WHAT IS REQUIRED
Will you quote all of the entries, word for word?

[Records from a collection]
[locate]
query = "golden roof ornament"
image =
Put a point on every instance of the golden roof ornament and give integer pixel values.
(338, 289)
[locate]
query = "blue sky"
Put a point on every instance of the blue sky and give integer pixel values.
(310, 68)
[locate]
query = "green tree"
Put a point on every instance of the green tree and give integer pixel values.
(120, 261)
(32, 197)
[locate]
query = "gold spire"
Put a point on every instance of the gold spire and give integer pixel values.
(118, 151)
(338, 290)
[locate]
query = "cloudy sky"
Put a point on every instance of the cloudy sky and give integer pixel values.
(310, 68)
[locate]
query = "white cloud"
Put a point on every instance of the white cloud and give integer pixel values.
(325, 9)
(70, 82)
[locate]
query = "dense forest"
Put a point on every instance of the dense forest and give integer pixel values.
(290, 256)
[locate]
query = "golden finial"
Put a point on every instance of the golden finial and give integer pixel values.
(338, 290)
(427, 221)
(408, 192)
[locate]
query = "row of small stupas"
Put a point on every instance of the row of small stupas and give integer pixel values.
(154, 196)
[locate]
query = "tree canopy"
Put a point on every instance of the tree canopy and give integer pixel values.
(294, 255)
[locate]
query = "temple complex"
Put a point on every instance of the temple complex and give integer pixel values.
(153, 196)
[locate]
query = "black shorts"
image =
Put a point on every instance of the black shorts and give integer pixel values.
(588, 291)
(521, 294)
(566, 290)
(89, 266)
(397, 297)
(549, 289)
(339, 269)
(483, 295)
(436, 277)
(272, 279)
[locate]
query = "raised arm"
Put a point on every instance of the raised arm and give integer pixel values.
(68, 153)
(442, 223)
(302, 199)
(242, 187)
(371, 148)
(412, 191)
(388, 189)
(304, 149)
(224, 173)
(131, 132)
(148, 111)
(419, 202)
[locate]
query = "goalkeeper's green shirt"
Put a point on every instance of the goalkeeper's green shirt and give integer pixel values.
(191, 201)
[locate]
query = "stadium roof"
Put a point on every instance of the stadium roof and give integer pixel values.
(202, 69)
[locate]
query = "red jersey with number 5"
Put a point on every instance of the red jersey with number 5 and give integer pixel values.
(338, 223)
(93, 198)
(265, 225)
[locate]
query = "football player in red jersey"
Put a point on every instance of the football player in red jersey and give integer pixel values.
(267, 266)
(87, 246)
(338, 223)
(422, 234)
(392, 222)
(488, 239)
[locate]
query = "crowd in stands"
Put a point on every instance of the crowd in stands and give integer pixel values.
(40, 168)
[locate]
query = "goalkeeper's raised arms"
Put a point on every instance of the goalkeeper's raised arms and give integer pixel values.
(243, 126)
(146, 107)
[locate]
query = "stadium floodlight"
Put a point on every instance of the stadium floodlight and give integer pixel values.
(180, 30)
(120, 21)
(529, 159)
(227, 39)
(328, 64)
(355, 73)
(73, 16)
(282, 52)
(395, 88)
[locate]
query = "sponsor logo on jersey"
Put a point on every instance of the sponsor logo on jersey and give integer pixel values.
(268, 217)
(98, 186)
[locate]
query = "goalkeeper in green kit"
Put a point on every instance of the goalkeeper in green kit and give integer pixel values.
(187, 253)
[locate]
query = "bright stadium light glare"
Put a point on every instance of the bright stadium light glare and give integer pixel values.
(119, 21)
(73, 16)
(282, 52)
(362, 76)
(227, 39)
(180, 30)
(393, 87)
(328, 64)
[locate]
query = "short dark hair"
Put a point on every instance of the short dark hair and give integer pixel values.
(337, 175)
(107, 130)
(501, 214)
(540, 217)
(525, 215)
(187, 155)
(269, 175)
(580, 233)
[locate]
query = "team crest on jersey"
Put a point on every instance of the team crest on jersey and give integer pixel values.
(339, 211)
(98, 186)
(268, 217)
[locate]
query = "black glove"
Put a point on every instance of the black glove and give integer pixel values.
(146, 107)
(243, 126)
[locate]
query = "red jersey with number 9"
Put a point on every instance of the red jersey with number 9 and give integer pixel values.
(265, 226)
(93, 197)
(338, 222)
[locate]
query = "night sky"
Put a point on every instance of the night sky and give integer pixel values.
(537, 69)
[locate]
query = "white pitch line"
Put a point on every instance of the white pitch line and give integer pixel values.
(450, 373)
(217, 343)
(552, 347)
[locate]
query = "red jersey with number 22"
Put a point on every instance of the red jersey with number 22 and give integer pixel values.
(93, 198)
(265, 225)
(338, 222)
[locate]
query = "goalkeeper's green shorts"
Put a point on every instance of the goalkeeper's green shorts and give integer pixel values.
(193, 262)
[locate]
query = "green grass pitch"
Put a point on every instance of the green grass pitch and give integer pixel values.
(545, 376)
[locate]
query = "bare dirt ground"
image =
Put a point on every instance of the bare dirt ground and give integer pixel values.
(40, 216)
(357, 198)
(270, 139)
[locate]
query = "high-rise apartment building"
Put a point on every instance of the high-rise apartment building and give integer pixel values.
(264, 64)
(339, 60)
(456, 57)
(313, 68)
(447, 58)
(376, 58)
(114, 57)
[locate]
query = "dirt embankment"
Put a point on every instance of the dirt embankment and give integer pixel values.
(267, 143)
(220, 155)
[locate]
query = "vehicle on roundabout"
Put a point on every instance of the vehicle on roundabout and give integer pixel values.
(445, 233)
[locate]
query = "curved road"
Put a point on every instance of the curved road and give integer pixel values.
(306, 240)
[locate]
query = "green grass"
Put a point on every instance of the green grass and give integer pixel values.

TASK RESPONSE
[locate]
query = "golden roof ornament"
image =
Put a point on every instance of the golden roof ornament and give integer pixel values.
(338, 289)
[locate]
query = "blue sky"
Put a point on every instance of the blue sky and give integer pixel values.
(310, 68)
[locate]
query = "green tree"
Put a point on every instance of the green tree and give integer pixel values.
(120, 261)
(32, 197)
[locate]
query = "gold spire"
Put a point on every instance of the gold spire and give integer pixel values.
(118, 151)
(338, 290)
[locate]
query = "cloudy sky"
Put a point on every instance of the cloudy sky and give integer pixel values.
(310, 68)
[locate]
query = "white cloud"
Put a point on every instance of the white cloud and give integer pixel values.
(325, 9)
(70, 82)
[locate]
query = "dense forest"
Put a point on every instance of the dense forest and give integer pixel values.
(290, 256)
[locate]
query = "golden finial"
Put a point on every instance of the golden finial and give integer pixel values.
(338, 290)
(427, 221)
(408, 192)
[locate]
query = "row of small stupas"
Put a point on every instance of the row of small stupas and give integer pixel values.
(154, 196)
[locate]
query = "tree canopy"
Put a point on every instance of the tree canopy and give integer pixel values.
(294, 255)
[locate]
query = "temple complex"
Put a point on every instance of the temple complex and give integer pixel values.
(153, 196)
[locate]
query = "black shorts"
image =
Put a point on every instance of the black shorts and give integer pixel values.
(588, 291)
(521, 294)
(566, 290)
(89, 266)
(397, 297)
(549, 289)
(339, 269)
(483, 295)
(436, 277)
(272, 279)
[locate]
query = "raised arm"
Put a point on every instance of the raised arm and give integer pixel values.
(68, 153)
(442, 223)
(302, 199)
(242, 187)
(371, 148)
(412, 191)
(388, 189)
(304, 149)
(224, 173)
(131, 132)
(148, 111)
(419, 202)
[locate]
query = "goalkeeper's green shirt"
Put a point on every instance of the goalkeeper's green shirt and give integer pixel values.
(191, 201)
[locate]
query = "stadium roof"
Put a point on every instance of the stadium roof and give integer pixel values.
(202, 69)
[locate]
query = "red jersey with number 5"
Put a point on every instance of the red jersey with number 5 and give integer pixel values.
(338, 223)
(93, 198)
(265, 225)
[locate]
query = "football player in red jersey"
Put a point on every instance of the football player in red jersey and give integer pixel values.
(267, 266)
(87, 246)
(338, 223)
(422, 234)
(392, 222)
(488, 239)
[locate]
query = "crowd in stands"
Put a point on every instance of the crowd in stands and give integer pixel values.
(40, 168)
[locate]
query = "goalkeeper's raised arms"
Put a point on every instance of the goalkeeper's raised arms and give integer pixel values.
(243, 126)
(146, 107)
[locate]
query = "stadium floodlight"
Put a point on every instance of the stadium floodlight and give integer pixel values.
(180, 30)
(120, 21)
(529, 159)
(227, 39)
(328, 64)
(355, 73)
(73, 16)
(282, 52)
(395, 88)
[locate]
query = "sponsor logo on jersey"
Put a point on every instance of the sponsor logo on jersey and give integer pixel values.
(268, 217)
(98, 186)
[locate]
query = "goalkeeper in green kit"
Put a point on every instance of the goalkeeper in green kit and give integer pixel values.
(187, 253)
[locate]
query = "bright stadium light glare"
Put a point on every instance of the bright stadium light glare and give integer pixel values.
(119, 21)
(73, 16)
(282, 52)
(362, 76)
(227, 39)
(180, 30)
(393, 87)
(328, 64)
[locate]
query = "short dark hair"
Put a point on every instance of the short dark hair and give integer pixel values.
(337, 175)
(107, 130)
(501, 214)
(540, 217)
(525, 215)
(187, 155)
(269, 175)
(580, 233)
[locate]
query = "team crest on jersey"
Put a point on every instance of the team crest on jersey and give integer pixel values.
(339, 211)
(98, 186)
(268, 217)
[locate]
query = "black glove"
Put a point on every instance of the black glove and give integer pixel values.
(146, 107)
(243, 126)
[locate]
query = "red jersey with number 9"
Put a point on every instance of the red jersey with number 9 and give integer pixel values.
(265, 226)
(93, 197)
(338, 222)
[locate]
query = "night sky"
Put a point on every instance of the night sky and give integer pixel values.
(537, 69)
[locate]
query = "white pitch line"
Put a point on every instance of the white pitch line and give integer pixel values.
(450, 373)
(217, 343)
(552, 347)
[locate]
query = "red jersey with number 22"
Put a point on every instance of the red jersey with number 22 and give integer pixel values.
(93, 198)
(265, 225)
(338, 222)
[locate]
query = "goalkeeper's green shorts"
Put a point on every instance of the goalkeeper's green shorts and give integer pixel values.
(193, 262)
[locate]
query = "green grass pitch"
Put a point on every instance of the green grass pitch and give integer pixel values.
(545, 376)
[locate]
query = "bare dirt ground"
image =
Put a point on every instance of the bare dirt ground and give integer pixel values.
(40, 216)
(357, 198)
(270, 139)
[locate]
query = "high-rise apartment building"
Put a point on every instance of the high-rise apartment building and give integer pixel values.
(264, 64)
(339, 60)
(456, 57)
(313, 68)
(447, 58)
(376, 58)
(114, 57)
[locate]
query = "dirt embankment"
Put a point on every instance of the dirt embankment and give integer pixel values.
(267, 143)
(220, 155)
[locate]
query = "vehicle on roundabout"
Put a point on every instance of the vehicle on roundabout and give integer pixel values.
(445, 233)
[locate]
query = "curved road"
Put a point on every instance of the curved road and give integer pixel values.
(306, 240)
[locate]
query = "green grass"
Put a point on every instance of the green grass and give integer pixel values.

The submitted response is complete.